Required tasks —
1 - In the ClusterChef text, list each action under "Synchronize to the chef server".
2 - According to the ClusterChef text, which port does the `ssh` security group open by default?
3 - Please continue the ClusterChef text, starting after its final sentence.

Page excerpt —
▽

The facets are described and scale independently. If you'd like to add more webnodes, just increase the instance count. If a machine misbehaves, just terminate it. Running `knife cluster launch awesome webnode` will note which machines are missing, and launch and configure them appropriately.

ClusterChef speaks naturally to both Chef and your cloud provider. The esnode's `cluster_role.override_attributes` statement will be synchronized to the chef server, pinning the elasticsearch version across the clients and server.. Your chef roles should focus system-specific information; the cluster file lets you see the architecture as a whole.

With these simple settings, if you have already [set up chef's knife to launch cloud servers](http://wiki.opscode.com/display/chef/Launch+Cloud+Instances+with+Knife), typing `knife cluster launch demosimple --bootstrap` will (using Amazon EC2 as an example):

* Synchronize to the chef server:
  - create chef roles on the server for the cluster and each facet.
  - apply role directives (eg the homebase's `default_attributes` declaration).
  - create a node for each machine
  - apply the runlist to each node 
* Set up security isolation:
  - uses a keypair (login ssh key) isolated to that cluster
  - Recognizes the `ssh` role, and add a security group `ssh` that by default opens port 22.
  - Recognize the `nfs_server` role, and adds security groups `nfs_server` and `nfs_client`
  - Authorizes the `nfs_server` to accept connections from all `nfs_client`s. Machines in other clusters that you mark as `nfs_client`s can connect to the NFS server, but are not automatically granted any other access to the machines in this cluster. ClusterChef's opinionated behavior is about more than saving you effort -- tying this behavior to the chef role means you can't screw it up.

△

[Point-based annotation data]

▽

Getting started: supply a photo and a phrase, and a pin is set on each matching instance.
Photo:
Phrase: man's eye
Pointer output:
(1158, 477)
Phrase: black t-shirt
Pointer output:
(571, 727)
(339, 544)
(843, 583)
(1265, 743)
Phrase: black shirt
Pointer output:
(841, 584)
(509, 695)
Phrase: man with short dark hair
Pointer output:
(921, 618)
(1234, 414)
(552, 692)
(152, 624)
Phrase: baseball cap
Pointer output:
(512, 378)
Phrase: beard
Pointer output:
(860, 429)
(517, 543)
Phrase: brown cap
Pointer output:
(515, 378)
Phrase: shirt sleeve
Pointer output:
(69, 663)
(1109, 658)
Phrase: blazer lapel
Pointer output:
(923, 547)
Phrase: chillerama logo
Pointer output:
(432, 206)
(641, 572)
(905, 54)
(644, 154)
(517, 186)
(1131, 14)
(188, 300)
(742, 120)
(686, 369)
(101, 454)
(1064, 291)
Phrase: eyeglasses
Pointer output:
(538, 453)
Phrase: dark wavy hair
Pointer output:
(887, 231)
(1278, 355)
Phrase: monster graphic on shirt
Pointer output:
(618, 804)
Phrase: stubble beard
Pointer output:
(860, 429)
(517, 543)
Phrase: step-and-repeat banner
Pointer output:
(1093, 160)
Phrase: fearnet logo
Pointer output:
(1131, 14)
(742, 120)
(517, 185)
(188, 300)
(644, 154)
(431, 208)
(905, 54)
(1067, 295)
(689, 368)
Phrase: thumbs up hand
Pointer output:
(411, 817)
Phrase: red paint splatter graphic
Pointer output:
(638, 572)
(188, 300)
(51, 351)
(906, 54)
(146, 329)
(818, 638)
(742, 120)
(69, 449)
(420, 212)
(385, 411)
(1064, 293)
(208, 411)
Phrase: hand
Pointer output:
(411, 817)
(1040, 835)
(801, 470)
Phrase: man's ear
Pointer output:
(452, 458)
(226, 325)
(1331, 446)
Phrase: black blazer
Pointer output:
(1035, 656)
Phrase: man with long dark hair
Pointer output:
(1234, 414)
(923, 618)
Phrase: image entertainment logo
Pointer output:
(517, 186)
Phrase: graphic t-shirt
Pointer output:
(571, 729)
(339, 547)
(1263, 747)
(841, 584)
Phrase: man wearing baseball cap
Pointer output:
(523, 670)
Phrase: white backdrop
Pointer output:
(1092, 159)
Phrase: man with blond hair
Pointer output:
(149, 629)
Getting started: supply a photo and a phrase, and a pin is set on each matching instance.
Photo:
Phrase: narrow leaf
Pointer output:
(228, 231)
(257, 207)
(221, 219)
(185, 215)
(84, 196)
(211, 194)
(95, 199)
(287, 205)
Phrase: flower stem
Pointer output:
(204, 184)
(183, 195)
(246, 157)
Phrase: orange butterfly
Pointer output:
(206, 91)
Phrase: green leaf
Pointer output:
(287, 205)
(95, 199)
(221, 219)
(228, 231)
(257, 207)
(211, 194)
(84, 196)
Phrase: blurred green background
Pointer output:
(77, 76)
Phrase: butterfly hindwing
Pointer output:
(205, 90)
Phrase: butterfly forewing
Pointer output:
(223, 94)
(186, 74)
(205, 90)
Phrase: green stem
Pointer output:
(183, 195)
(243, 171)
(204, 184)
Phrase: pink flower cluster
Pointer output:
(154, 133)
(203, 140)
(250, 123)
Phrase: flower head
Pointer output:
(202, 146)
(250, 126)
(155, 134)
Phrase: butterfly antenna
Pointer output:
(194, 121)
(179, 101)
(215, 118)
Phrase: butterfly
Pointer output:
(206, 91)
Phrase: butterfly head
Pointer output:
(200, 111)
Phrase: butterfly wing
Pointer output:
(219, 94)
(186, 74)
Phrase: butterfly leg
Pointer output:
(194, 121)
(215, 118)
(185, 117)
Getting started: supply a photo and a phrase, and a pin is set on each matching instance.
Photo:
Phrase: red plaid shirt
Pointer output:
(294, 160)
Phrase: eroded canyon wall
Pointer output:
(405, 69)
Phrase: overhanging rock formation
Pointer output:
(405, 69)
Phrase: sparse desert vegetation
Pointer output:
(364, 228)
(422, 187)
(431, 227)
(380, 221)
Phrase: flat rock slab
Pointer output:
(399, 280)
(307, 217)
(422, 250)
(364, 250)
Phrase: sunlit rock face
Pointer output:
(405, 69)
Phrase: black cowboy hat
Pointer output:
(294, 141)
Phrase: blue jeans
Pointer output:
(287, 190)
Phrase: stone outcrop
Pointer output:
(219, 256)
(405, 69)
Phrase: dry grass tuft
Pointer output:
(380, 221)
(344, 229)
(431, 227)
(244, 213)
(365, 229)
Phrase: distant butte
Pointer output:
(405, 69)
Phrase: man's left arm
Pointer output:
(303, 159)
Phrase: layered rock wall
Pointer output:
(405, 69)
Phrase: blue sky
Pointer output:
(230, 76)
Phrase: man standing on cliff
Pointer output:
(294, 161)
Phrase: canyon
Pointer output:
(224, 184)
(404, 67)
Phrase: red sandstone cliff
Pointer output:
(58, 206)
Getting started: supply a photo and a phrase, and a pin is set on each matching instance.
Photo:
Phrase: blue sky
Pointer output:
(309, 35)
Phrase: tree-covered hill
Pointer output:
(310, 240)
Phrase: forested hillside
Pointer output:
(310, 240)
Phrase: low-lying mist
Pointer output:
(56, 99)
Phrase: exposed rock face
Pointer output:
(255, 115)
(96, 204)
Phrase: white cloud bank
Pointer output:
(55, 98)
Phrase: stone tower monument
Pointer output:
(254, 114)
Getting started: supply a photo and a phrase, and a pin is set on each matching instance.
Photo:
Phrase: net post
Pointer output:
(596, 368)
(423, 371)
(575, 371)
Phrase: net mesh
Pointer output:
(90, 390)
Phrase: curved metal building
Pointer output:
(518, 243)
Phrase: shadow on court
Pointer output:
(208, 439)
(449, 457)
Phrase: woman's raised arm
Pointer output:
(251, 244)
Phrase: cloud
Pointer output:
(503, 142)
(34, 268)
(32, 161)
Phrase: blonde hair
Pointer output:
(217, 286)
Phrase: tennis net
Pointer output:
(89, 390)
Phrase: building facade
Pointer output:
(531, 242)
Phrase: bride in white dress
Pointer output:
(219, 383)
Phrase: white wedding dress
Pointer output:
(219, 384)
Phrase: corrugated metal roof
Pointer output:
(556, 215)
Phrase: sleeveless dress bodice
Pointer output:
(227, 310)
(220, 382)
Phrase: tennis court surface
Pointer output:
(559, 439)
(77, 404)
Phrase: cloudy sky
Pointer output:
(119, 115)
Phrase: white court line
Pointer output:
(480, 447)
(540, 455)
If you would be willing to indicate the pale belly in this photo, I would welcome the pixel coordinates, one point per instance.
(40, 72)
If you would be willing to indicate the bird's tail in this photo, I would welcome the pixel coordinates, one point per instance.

△

Answers for this exercise —
1 -
- Create chef roles on the server for the cluster and each facet.
- Apply role directives (e.g., the homebase's `default_attributes` declaration).
- Create a node for each machine.
- Apply the runlist to each node.

2 - Port 22.

3 -
* Launches the machines in parallel:
  - using the image name and the availability zone, it determines the appropriate region, image ID, and other implied behavior. 
  - passes a JSON-encoded user_data hash specifying the machine's chef `node_name` and client key. An appropriately-configured machine image will need no further bootstrapping -- it will connect to the chef server with the appropriate identity and proceed completely unattended.
* Syncronizes to the cloud provider:
  - Applies EC2 tags to the machine, making your console intelligible: ![AWS Console screenshot](https://github.com/infochimps/cluster_chef/raw/version_3/notes/aws_console_screenshot.jpg)
  - Connects external (EBS) volumes, if any, to the correct mount point -- it uses (and applies) tags to the volumes, so they know which machine to adhere to. If you've manually added volumes, just make sure they're defined correctly in your cluster file and run `knife cluster sync {cluster_name}`; it will paint them with the correct tags.
  - Associates an elastic IP, if any, to the machine
* Bootstraps the machine using knife bootstrap

---------------------------------------------------------------------------

## Getting Started

This assumes you have installed chef, have a working chef server, and have an AWS account. If you can run knife and use the web browser to see your EC2 console, you can start here. If not, see the instructions below.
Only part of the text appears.